◆ **WORK REQUIRED**
Pull out every line in the records below that contains the word "child". Case counts.

==*==

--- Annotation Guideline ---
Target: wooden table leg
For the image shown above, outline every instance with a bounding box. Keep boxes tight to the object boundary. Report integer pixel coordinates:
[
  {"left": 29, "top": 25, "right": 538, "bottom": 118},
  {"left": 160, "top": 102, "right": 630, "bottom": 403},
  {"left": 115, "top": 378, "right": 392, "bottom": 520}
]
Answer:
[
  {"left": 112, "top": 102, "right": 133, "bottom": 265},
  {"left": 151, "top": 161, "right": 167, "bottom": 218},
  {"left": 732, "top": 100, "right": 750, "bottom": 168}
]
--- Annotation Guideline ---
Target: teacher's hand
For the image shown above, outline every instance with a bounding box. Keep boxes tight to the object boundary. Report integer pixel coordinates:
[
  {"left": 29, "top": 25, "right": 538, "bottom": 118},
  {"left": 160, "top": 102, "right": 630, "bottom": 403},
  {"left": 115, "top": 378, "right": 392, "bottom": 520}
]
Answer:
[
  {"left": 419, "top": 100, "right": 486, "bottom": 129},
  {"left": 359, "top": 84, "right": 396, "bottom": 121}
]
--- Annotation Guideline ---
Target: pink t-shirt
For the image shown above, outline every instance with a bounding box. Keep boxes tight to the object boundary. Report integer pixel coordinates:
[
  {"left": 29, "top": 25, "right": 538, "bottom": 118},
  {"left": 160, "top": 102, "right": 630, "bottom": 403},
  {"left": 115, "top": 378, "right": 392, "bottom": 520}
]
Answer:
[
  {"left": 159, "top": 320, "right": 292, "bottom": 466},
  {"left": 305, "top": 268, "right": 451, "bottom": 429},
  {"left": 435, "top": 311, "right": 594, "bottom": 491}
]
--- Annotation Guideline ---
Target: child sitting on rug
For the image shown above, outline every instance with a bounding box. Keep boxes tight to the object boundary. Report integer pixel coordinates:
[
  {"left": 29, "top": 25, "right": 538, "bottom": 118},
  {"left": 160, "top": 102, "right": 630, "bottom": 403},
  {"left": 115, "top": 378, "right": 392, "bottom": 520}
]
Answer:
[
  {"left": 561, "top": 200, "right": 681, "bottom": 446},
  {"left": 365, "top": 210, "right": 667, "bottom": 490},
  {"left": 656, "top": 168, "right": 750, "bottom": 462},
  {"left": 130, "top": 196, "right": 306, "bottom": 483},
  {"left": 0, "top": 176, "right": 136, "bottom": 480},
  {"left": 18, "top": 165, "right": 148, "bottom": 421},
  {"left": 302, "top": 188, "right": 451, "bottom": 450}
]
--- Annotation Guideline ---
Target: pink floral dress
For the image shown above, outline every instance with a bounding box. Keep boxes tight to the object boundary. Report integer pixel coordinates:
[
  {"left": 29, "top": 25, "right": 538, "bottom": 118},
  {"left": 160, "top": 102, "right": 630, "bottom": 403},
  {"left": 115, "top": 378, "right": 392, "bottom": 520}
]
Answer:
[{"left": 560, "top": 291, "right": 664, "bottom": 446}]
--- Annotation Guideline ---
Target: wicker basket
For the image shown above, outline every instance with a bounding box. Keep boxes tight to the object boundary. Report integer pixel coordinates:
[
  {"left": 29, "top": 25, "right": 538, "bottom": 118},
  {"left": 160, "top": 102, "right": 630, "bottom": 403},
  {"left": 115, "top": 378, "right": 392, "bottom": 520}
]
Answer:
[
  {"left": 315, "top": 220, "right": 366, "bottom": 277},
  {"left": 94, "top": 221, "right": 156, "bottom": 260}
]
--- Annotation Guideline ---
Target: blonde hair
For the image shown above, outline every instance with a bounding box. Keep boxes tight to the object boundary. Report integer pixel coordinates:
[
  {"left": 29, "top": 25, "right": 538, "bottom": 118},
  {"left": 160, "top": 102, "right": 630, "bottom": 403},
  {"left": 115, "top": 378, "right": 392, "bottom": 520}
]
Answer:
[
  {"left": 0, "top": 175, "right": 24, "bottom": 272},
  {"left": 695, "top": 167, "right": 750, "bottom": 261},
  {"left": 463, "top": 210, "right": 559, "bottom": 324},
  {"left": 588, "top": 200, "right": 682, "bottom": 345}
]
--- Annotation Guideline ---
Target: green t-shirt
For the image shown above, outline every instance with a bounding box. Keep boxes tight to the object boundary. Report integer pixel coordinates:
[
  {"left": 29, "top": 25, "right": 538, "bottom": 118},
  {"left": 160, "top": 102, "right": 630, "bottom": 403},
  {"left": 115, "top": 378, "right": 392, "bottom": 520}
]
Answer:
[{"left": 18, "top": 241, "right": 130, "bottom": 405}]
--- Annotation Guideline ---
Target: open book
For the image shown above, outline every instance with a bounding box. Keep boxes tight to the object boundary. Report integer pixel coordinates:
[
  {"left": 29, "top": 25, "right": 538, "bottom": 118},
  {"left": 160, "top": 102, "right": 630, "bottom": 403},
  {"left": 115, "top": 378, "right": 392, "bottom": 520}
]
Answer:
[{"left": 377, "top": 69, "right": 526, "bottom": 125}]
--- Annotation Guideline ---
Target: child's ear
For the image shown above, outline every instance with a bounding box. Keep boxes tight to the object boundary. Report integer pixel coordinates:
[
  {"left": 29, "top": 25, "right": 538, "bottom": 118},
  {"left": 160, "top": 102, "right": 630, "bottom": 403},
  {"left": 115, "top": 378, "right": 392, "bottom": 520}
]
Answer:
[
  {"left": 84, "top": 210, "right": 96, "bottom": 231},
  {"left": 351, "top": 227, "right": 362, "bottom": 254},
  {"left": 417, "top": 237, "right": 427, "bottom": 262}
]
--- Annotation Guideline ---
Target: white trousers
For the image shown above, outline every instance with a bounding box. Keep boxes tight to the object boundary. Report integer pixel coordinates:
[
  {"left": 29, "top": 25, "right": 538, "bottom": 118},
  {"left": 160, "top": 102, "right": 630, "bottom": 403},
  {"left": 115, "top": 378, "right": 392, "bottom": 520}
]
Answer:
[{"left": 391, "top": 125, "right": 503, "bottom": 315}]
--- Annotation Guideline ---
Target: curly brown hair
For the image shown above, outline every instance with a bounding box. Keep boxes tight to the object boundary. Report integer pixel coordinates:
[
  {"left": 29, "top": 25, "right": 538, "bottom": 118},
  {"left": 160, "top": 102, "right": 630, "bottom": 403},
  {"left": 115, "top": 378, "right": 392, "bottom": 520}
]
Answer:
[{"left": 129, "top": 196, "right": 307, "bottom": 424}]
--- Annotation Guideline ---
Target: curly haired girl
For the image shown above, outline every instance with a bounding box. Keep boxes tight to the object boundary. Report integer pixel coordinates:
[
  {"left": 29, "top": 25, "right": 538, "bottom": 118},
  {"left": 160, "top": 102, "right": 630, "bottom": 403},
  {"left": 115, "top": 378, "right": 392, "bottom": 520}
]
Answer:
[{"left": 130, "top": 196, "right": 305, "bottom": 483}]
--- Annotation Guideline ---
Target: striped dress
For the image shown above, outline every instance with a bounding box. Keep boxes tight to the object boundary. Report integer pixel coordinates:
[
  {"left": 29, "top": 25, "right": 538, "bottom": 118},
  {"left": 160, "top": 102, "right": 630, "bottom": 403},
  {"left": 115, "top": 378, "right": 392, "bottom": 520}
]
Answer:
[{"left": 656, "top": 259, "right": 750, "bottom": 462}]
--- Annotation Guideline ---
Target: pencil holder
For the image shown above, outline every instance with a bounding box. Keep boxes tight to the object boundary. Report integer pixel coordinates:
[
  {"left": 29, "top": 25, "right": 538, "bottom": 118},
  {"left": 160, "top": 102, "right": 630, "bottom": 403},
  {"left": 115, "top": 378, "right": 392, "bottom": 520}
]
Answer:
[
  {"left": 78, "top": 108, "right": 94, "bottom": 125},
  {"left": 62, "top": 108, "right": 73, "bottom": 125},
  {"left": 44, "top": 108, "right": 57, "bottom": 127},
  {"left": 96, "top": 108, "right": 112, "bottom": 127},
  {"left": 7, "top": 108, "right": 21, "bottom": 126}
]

==*==

◆ **COMPLETE RESPONSE**
Target: child sitting on rug
Target: child's ear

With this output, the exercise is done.